**WHAT IS EXPECTED**
In the IPPO page, starting at "Independent Proximal Policy Optimization (IPPO)¶" and ending at "explore an environment.", replace "actor and critic networks" with "policy and value networks" and give that part again.

Independent Proximal Policy Optimization (IPPO)¶
IPPO (Independent Proximal Policy Optimization) extends the PPO algorithm for multi-agent settings, enabling cooperative or competitive training of multiple agents in complex environments. The algorithm employs independent learning, in which each agent simply estimates its local value function, and is well-suited to problems with many homogeneous agents.
Compatible Action Spaces¶
|
|
|
|
|---|---|---|---|
✔️ |
✔️ |
✔️ |
✔️ |
Grouped Agents¶
IPPO can efficiently solve environments with large numbers of homogeneous (identical) agents because they share actor and critic networks. This is useful for problems where we want multiple agents to learn the same behaviour, and can avoid training them all individually. Allowing all grouped agents to learn from the experiences collected by each other can be a very fast way to explore an environment.
Labelling agents as homogeneous (or not) is as simple as choosing the names of agents in an environment. The agent_ids will be
read from the environment, and split on the final "_". Any agent_ids with matching prefixes will be assumed to be homogeneous.

**DATASET RECORDS**

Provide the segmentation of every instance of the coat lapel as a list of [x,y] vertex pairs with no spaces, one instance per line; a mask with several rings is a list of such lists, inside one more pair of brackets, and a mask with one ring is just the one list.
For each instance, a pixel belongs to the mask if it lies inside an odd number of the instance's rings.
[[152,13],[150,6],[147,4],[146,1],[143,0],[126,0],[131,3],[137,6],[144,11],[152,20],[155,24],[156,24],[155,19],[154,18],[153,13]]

--

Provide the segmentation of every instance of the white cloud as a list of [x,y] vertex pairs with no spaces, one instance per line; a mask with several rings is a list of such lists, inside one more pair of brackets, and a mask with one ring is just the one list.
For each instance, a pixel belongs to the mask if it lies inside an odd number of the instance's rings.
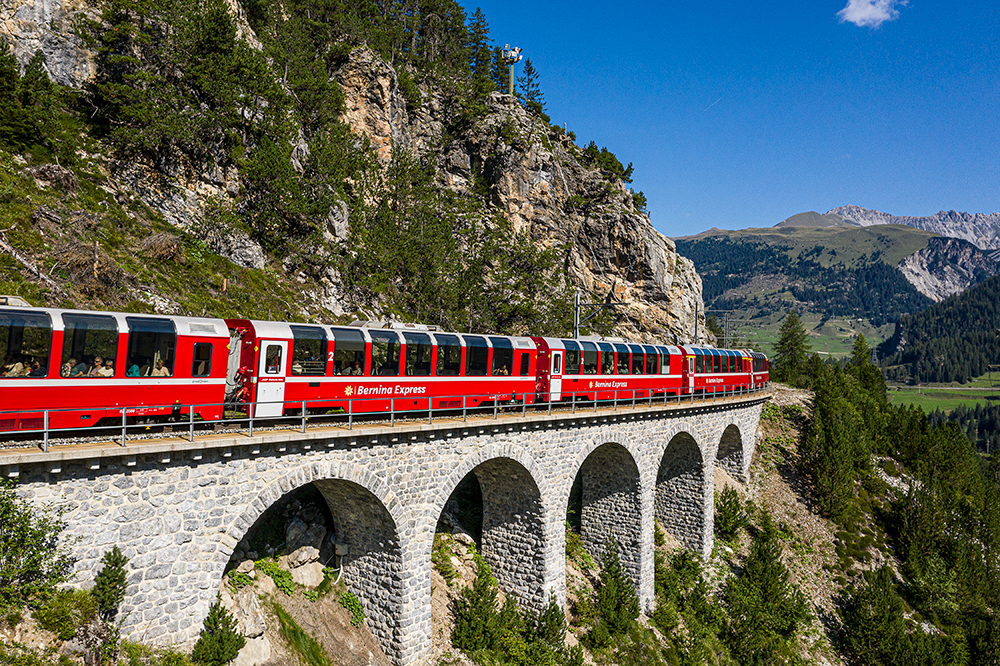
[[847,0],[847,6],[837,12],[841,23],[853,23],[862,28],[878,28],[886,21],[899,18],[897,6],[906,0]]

==

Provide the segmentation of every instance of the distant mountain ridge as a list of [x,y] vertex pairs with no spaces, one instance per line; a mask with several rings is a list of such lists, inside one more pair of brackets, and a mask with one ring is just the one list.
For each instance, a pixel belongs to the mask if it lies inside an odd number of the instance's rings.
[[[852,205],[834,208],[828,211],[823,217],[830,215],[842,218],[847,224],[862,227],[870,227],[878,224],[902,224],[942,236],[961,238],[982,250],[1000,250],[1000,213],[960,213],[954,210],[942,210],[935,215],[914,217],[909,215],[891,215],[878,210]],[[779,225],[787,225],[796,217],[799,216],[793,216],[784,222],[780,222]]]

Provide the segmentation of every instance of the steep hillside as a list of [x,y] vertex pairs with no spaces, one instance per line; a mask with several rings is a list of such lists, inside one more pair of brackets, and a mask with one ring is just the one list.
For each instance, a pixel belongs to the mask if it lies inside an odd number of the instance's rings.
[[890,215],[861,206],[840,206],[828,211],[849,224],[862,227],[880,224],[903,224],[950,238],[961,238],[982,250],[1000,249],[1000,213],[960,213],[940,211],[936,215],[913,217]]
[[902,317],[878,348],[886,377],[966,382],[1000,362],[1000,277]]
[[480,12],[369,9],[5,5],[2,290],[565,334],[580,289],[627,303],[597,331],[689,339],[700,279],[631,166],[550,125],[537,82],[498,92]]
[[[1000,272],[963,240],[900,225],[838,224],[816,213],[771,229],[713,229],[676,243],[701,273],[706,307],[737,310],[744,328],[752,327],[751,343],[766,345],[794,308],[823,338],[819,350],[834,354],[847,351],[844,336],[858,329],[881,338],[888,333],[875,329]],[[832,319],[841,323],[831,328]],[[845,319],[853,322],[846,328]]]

**TASK RESULT**
Independent Proximal Policy Optimization (IPPO)¶
IPPO (Independent Proximal Policy Optimization) extends the PPO algorithm for multi-agent settings, enabling cooperative or competitive training of multiple agents in complex environments. The algorithm employs independent learning, in which each agent simply estimates its local value function, and is well-suited to problems with many homogeneous agents.
Compatible Action Spaces¶
|
|
|
|
|---|---|---|---|
✔️ |
✔️ |
✔️ |
✔️ |
Grouped Agents¶
IPPO can efficiently solve environments with large numbers of homogeneous (identical) agents because they share policy and value networks. This is useful for problems where we want multiple agents to learn the same behaviour, and can avoid training them all individually. Allowing all grouped agents to learn from the experiences collected by each other can be a very fast way to explore an environment.